### BRIEF
Would you please copy every line from the records that contains the word "board"?

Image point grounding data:

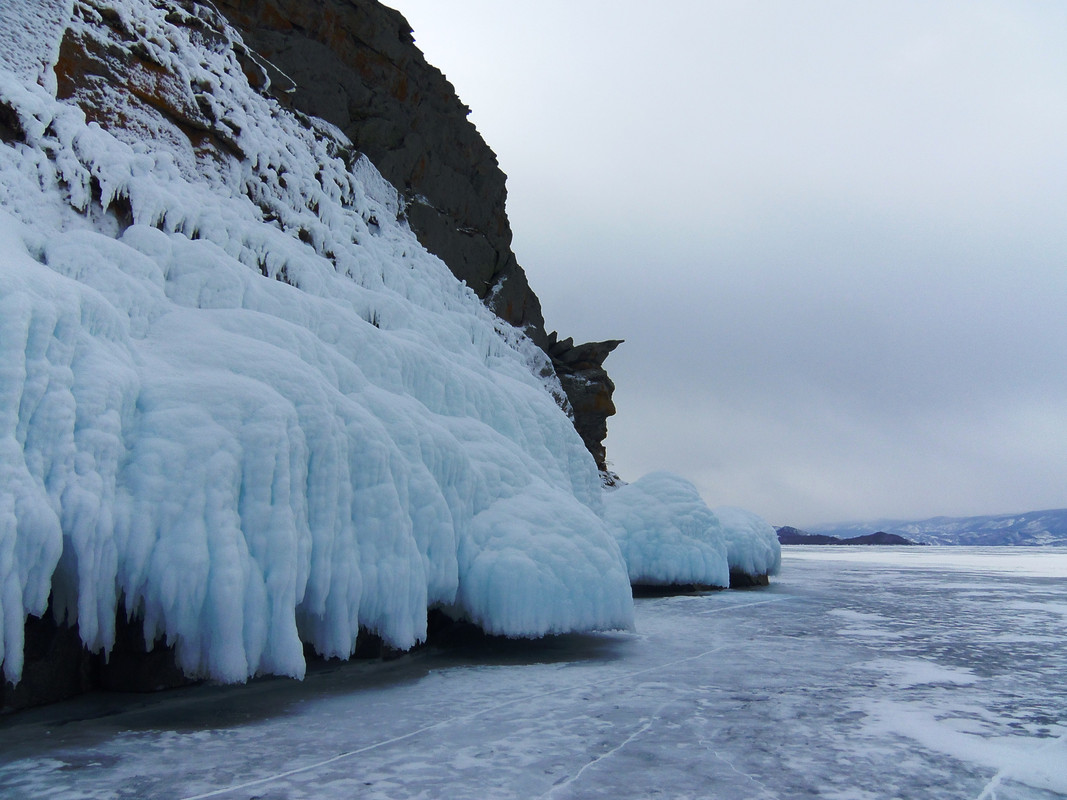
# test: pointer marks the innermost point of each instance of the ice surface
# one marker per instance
(728, 694)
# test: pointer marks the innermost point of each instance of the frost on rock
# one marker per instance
(239, 402)
(667, 533)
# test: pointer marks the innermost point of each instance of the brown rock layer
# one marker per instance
(354, 64)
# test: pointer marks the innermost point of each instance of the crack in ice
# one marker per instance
(649, 721)
(526, 698)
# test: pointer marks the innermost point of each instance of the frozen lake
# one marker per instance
(861, 673)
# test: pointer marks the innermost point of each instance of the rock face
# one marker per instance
(354, 64)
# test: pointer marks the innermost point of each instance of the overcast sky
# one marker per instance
(832, 234)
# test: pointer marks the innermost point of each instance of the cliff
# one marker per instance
(354, 64)
(244, 415)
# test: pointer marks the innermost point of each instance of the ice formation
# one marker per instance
(240, 402)
(669, 536)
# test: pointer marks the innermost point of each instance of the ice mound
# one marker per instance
(752, 546)
(667, 533)
(668, 536)
(240, 402)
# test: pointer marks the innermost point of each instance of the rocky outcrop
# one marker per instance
(580, 371)
(354, 64)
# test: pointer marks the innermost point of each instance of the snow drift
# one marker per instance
(239, 402)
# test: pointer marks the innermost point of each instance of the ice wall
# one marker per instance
(241, 403)
(239, 398)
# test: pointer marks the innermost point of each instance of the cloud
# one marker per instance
(831, 235)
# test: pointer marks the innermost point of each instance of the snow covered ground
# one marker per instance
(861, 673)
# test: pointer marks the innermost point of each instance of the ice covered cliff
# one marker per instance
(239, 402)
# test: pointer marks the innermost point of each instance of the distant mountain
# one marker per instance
(787, 534)
(1032, 528)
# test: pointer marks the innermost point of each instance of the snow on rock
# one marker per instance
(752, 546)
(667, 533)
(239, 401)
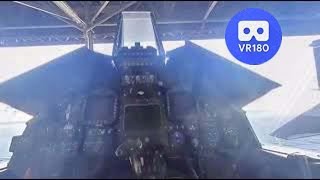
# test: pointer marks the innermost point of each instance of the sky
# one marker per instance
(293, 67)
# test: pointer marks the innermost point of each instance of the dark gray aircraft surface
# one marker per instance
(142, 113)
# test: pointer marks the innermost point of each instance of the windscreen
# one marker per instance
(137, 27)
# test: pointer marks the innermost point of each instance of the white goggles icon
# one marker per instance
(258, 29)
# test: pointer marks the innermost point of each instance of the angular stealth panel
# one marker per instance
(45, 86)
(209, 75)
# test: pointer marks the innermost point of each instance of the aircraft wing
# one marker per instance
(38, 89)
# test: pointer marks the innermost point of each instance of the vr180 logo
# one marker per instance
(249, 29)
(253, 36)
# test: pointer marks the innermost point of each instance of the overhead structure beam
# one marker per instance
(159, 22)
(104, 19)
(99, 11)
(211, 7)
(34, 5)
(71, 13)
(40, 8)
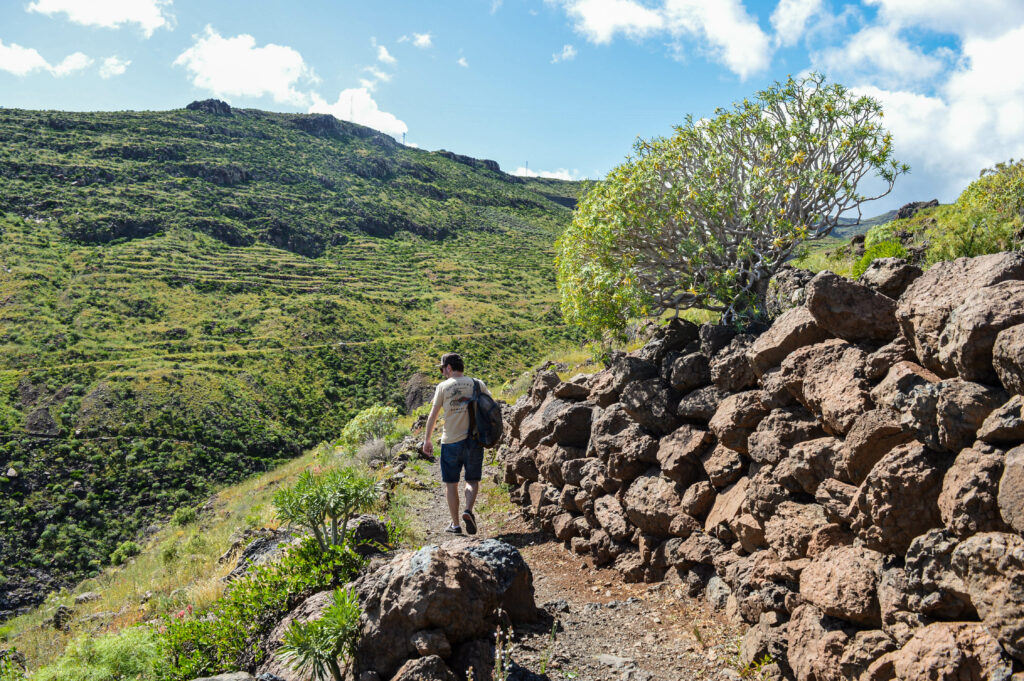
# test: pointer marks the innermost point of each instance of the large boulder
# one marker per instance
(795, 329)
(898, 500)
(890, 277)
(1008, 358)
(966, 342)
(925, 307)
(456, 589)
(828, 379)
(736, 418)
(992, 567)
(1011, 495)
(944, 651)
(850, 310)
(968, 502)
(843, 582)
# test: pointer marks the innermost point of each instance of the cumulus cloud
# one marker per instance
(24, 60)
(114, 66)
(148, 14)
(237, 68)
(723, 29)
(357, 105)
(567, 54)
(790, 19)
(561, 173)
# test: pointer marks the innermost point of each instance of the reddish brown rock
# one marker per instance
(1008, 358)
(872, 435)
(850, 310)
(736, 418)
(992, 567)
(723, 466)
(1011, 495)
(679, 453)
(790, 529)
(795, 329)
(898, 500)
(828, 379)
(966, 342)
(968, 502)
(944, 651)
(925, 307)
(843, 582)
(890, 277)
(1006, 424)
(780, 430)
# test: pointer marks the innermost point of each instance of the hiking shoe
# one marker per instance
(469, 521)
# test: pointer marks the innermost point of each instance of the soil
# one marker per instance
(603, 628)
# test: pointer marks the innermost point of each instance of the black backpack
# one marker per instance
(484, 418)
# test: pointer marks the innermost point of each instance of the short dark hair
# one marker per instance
(453, 359)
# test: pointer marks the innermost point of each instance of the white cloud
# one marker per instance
(561, 173)
(723, 29)
(148, 14)
(357, 105)
(599, 20)
(384, 55)
(24, 60)
(236, 67)
(114, 66)
(568, 53)
(71, 64)
(880, 53)
(790, 18)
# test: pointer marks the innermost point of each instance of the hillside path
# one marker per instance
(605, 629)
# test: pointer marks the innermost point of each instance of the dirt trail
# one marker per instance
(605, 629)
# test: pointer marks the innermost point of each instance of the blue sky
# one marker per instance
(564, 86)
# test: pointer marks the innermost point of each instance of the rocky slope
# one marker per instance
(850, 481)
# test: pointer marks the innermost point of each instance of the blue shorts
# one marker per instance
(466, 453)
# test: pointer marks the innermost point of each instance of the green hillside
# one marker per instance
(187, 297)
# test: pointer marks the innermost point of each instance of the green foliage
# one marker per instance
(315, 647)
(324, 503)
(124, 552)
(138, 652)
(704, 218)
(887, 249)
(376, 422)
(225, 636)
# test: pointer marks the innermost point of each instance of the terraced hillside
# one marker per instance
(168, 325)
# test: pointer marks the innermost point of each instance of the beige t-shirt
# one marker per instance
(448, 395)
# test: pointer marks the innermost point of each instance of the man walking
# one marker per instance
(459, 448)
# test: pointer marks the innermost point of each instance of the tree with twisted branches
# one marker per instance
(704, 218)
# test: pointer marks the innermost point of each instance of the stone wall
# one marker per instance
(850, 481)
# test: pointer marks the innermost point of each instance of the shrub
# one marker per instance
(324, 504)
(890, 249)
(374, 423)
(138, 652)
(124, 552)
(315, 647)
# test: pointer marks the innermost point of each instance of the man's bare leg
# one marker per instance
(452, 492)
(471, 490)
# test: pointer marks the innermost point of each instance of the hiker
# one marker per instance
(459, 448)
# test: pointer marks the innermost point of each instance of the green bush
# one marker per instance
(183, 516)
(223, 637)
(888, 249)
(324, 504)
(374, 423)
(124, 552)
(138, 652)
(316, 646)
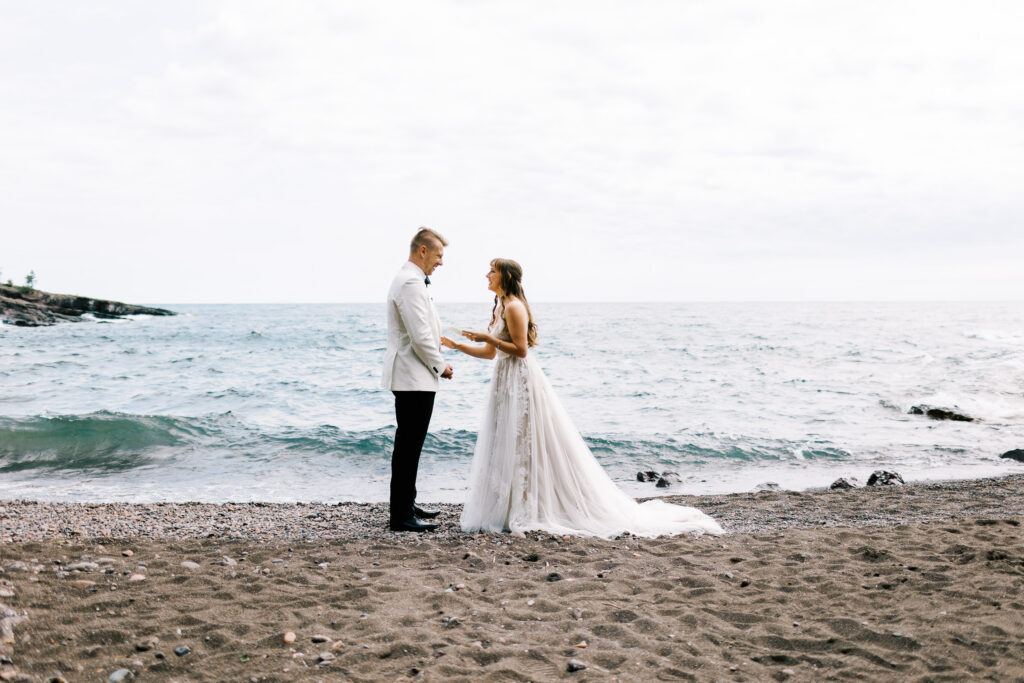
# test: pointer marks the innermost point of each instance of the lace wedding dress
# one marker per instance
(532, 471)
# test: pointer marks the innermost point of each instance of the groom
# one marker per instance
(412, 365)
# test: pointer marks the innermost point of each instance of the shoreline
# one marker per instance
(741, 512)
(921, 582)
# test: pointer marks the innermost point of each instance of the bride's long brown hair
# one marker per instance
(510, 282)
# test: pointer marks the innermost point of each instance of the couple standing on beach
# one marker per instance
(531, 469)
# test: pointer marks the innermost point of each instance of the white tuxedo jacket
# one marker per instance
(413, 360)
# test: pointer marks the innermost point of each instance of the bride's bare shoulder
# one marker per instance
(514, 305)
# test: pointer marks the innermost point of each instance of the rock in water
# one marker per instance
(885, 478)
(940, 414)
(33, 308)
(667, 479)
(1016, 454)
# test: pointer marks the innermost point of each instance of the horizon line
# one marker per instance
(620, 301)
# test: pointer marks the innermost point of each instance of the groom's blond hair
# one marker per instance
(427, 238)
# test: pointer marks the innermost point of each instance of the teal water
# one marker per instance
(282, 402)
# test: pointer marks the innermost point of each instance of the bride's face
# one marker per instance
(493, 281)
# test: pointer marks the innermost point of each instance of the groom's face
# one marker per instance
(433, 257)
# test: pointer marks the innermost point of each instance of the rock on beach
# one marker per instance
(33, 308)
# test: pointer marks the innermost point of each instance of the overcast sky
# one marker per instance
(286, 152)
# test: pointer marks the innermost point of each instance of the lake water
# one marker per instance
(282, 402)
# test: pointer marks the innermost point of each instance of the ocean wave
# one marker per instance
(115, 441)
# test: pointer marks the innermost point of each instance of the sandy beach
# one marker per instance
(916, 583)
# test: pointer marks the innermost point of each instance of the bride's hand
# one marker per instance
(477, 336)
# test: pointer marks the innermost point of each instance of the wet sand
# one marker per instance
(918, 583)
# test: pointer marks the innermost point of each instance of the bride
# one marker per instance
(531, 470)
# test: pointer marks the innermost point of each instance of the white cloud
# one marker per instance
(245, 151)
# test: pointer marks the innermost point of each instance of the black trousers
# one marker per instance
(412, 411)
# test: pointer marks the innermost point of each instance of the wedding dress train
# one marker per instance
(532, 471)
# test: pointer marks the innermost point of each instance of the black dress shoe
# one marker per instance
(412, 524)
(424, 513)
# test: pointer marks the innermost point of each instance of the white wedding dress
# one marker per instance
(532, 471)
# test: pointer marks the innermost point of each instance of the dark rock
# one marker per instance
(1016, 454)
(33, 308)
(940, 414)
(667, 479)
(885, 478)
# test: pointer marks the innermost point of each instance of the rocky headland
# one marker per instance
(30, 307)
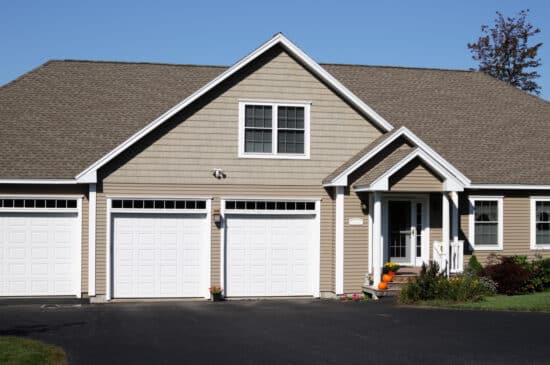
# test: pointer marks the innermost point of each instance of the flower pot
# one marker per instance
(387, 278)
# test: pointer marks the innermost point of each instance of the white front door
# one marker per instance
(159, 255)
(405, 237)
(270, 255)
(37, 254)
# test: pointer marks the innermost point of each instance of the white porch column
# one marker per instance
(339, 240)
(445, 229)
(91, 238)
(376, 238)
(454, 215)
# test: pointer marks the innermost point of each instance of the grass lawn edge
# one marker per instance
(21, 351)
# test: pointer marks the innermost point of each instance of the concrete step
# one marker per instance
(377, 293)
(404, 278)
(395, 285)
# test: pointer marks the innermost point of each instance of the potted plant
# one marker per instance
(391, 268)
(216, 293)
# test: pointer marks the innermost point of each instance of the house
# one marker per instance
(277, 176)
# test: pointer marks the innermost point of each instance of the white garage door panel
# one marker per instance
(159, 255)
(270, 255)
(37, 254)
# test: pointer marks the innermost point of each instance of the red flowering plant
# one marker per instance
(216, 290)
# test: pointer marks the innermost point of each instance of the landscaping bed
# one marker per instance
(23, 351)
(504, 283)
(536, 302)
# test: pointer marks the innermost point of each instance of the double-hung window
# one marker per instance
(274, 130)
(540, 223)
(486, 223)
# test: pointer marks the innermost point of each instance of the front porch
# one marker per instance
(409, 197)
(405, 229)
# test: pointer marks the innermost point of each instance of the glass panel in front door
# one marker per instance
(418, 225)
(399, 231)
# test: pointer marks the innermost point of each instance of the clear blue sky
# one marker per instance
(403, 33)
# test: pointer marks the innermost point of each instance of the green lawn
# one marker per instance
(537, 302)
(22, 351)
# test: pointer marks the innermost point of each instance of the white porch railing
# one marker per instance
(450, 259)
(457, 257)
(440, 255)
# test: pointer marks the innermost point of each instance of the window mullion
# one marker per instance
(275, 131)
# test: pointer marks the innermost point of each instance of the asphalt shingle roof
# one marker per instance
(60, 118)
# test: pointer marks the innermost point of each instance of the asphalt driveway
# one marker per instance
(281, 332)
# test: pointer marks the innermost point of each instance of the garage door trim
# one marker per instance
(77, 252)
(317, 231)
(110, 240)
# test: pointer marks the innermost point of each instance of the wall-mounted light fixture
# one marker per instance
(217, 217)
(219, 174)
(364, 207)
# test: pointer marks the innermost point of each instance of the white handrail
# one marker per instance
(457, 257)
(440, 255)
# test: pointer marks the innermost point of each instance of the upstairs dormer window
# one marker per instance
(274, 130)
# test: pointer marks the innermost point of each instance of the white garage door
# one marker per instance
(159, 255)
(270, 255)
(39, 254)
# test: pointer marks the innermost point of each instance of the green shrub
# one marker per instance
(431, 285)
(511, 277)
(539, 270)
(474, 267)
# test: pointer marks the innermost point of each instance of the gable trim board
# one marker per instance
(427, 152)
(451, 183)
(89, 174)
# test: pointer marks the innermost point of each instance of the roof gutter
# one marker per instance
(40, 181)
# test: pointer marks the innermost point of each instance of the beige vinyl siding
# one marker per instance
(77, 190)
(217, 193)
(516, 228)
(356, 243)
(208, 138)
(415, 177)
(179, 159)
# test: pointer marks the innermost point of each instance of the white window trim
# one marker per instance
(274, 154)
(500, 204)
(533, 223)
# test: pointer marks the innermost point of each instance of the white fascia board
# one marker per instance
(39, 181)
(451, 183)
(342, 179)
(436, 156)
(509, 187)
(88, 178)
(278, 39)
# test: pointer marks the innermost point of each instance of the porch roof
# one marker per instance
(383, 166)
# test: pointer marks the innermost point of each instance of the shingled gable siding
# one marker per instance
(517, 226)
(415, 177)
(180, 161)
(77, 190)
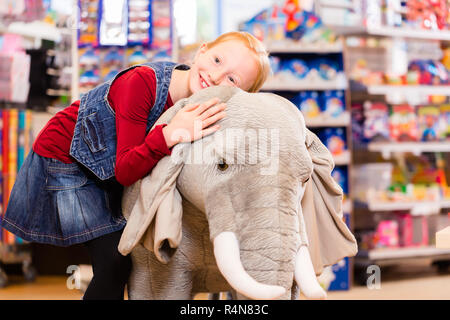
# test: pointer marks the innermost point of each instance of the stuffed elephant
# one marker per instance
(229, 212)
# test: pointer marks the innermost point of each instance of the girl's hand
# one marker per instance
(194, 122)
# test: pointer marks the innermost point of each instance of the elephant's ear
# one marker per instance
(330, 240)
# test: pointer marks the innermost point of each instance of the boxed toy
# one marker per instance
(308, 103)
(444, 122)
(413, 230)
(333, 103)
(376, 121)
(429, 123)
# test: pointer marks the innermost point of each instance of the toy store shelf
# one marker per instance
(278, 85)
(402, 253)
(392, 32)
(299, 47)
(386, 148)
(341, 121)
(409, 89)
(410, 205)
(342, 159)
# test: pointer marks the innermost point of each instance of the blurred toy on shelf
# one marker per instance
(113, 23)
(139, 26)
(428, 14)
(88, 33)
(427, 72)
(403, 124)
(376, 121)
(413, 230)
(386, 235)
(288, 22)
(296, 67)
(340, 175)
(308, 103)
(322, 73)
(333, 103)
(429, 123)
(161, 25)
(326, 68)
(444, 122)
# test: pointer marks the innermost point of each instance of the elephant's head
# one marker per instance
(249, 180)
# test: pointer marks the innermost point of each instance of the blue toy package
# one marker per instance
(340, 175)
(297, 67)
(326, 68)
(309, 104)
(334, 140)
(333, 103)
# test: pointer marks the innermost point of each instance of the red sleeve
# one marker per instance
(132, 95)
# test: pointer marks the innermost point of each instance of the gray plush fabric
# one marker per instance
(274, 204)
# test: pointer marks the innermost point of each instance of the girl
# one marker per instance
(69, 188)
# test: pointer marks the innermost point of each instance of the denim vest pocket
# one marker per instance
(93, 133)
(64, 177)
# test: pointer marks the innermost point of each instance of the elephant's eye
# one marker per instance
(222, 165)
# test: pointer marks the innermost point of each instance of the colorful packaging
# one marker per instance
(333, 103)
(413, 230)
(334, 140)
(297, 67)
(376, 121)
(444, 122)
(387, 234)
(429, 123)
(308, 103)
(88, 31)
(403, 124)
(326, 68)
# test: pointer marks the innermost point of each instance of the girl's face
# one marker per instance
(229, 63)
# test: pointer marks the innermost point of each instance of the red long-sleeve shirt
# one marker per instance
(132, 96)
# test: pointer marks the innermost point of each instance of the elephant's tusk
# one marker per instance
(226, 251)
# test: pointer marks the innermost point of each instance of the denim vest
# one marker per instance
(94, 141)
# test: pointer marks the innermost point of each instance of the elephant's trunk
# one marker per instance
(226, 252)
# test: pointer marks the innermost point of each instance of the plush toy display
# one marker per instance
(247, 209)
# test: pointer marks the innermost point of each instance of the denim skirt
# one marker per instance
(61, 204)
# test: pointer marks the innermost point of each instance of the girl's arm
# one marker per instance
(132, 96)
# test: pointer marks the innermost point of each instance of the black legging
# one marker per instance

### ANSWER BOX
# test: pointer marks the innermost point of each instance of the gable trim board
# test: pointer marks the innermost point of each instance of the white fascia board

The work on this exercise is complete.